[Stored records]
==*==

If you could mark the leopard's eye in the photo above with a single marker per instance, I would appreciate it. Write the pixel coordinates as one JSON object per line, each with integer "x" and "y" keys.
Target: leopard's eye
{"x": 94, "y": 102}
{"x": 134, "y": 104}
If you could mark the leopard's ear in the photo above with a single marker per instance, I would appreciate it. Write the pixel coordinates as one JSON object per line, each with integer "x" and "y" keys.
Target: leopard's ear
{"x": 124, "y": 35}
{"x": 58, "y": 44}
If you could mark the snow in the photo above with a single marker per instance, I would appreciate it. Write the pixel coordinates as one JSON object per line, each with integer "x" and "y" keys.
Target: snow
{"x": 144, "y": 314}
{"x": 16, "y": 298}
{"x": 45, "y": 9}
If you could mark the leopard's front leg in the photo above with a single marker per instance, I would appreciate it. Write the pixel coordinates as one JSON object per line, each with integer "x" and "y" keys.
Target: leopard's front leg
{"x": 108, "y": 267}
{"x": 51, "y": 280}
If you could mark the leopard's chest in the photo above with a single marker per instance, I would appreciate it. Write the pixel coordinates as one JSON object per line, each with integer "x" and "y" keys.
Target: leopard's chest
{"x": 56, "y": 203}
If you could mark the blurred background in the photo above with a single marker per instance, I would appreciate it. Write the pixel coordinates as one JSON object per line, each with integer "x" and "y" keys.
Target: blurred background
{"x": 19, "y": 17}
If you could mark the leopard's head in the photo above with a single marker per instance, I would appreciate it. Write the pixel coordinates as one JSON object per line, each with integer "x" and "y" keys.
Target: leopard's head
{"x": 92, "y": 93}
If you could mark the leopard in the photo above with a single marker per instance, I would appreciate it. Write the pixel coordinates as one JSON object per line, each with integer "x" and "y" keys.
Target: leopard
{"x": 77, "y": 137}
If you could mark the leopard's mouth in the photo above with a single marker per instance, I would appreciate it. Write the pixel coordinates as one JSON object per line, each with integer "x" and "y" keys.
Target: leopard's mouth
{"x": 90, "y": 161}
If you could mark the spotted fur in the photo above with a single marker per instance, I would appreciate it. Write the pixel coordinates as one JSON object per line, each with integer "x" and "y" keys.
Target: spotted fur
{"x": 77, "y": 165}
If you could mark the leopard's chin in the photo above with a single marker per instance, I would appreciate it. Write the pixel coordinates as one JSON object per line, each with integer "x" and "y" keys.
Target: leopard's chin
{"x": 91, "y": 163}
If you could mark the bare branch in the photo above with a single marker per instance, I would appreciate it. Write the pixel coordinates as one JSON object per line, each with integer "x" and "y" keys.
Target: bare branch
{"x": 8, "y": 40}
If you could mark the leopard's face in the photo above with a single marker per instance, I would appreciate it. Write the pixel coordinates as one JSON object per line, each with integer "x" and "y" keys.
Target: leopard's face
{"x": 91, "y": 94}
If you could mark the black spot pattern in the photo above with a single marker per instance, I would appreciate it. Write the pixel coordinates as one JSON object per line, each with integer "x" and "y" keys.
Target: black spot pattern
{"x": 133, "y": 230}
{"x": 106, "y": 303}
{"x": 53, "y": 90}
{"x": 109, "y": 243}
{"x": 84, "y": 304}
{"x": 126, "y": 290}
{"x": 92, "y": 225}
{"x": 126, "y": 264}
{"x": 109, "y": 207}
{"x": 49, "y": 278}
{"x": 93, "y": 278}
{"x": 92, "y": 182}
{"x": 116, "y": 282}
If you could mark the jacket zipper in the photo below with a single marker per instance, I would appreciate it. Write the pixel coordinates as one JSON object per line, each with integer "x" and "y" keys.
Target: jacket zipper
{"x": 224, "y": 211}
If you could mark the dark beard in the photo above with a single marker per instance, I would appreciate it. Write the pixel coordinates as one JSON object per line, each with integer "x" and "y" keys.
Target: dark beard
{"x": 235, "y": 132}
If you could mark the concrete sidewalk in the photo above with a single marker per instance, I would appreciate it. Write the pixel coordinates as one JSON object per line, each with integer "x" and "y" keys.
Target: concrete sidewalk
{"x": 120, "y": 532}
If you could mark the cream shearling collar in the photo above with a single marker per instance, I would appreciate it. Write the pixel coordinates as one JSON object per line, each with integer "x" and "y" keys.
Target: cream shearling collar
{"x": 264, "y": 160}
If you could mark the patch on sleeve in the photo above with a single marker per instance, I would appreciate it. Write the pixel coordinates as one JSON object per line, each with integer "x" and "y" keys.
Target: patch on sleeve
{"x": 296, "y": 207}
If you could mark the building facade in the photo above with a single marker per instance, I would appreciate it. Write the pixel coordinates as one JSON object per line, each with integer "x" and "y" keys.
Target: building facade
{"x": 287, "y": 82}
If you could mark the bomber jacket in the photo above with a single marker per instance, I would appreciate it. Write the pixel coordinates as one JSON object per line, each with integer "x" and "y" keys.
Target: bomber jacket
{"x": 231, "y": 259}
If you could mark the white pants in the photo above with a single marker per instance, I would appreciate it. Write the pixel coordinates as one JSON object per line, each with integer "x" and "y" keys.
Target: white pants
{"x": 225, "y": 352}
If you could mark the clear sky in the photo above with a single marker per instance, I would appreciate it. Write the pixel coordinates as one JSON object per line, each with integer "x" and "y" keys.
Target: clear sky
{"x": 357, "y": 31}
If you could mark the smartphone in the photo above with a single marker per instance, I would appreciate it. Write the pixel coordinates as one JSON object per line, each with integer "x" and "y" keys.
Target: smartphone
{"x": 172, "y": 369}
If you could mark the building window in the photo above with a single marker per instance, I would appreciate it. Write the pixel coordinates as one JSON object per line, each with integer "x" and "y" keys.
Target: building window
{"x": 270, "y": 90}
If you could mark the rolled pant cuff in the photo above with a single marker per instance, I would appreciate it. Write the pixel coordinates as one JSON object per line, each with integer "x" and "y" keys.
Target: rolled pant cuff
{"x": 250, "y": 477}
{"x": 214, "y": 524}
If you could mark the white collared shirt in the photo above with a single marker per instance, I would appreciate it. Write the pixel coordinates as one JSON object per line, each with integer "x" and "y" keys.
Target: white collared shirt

==*==

= Exercise instructions =
Give back the lines above exactly, from the one with "If you could mark the building facade" through the last line.

= Response =
If you could mark the building facade in the photo above with a single marker per instance, I would appreciate it. Write the pixel coordinates as one JSON object per line, each with integer "x" and "y" keys.
Target: building facade
{"x": 287, "y": 82}
If you could mark the bomber jacket in the photo above with a single marker per instance, I would appreciate it. Write the pixel coordinates as one JSON object per line, each with integer "x" and "y" keys.
Target: bomber jacket
{"x": 231, "y": 259}
If you could mark the white pants in the photo above with a single marker per instance, I would appreciate it. Write the pixel coordinates as one JSON object per line, each with integer "x" and "y" keys.
Target: white pants
{"x": 225, "y": 352}
If you could mark the clear sky in the photo above with a single marker per instance, I would appreciate it. Write the pixel coordinates as one JSON object per line, each with integer "x" and "y" keys.
Target: clear sky
{"x": 357, "y": 31}
If you could mark the smartphone in the photo above with a single marker per instance, I would appreciate it. Write the pixel coordinates as one JSON object per line, each with integer "x" and "y" keys.
Target: smartphone
{"x": 172, "y": 369}
If you could mark the building window in the photo above with a single marker per instance, I would appreciate it. Write the pixel coordinates as one JSON object per line, each with integer "x" and "y" keys.
Target: building window
{"x": 270, "y": 90}
If you could mark the rolled pant cuff in the photo above with a single marker per instance, I would appreciate it. Write the pixel coordinates as one JSON object per line, each with integer "x" and "y" keys.
Target: rolled pant cuff
{"x": 250, "y": 477}
{"x": 214, "y": 524}
If you could mark the white collared shirt in the photo above with a single marker per instance, I would appreciate it. Write the pixel coordinates as one JSON object per line, each with integer "x" and "y" keys.
Target: white collared shirt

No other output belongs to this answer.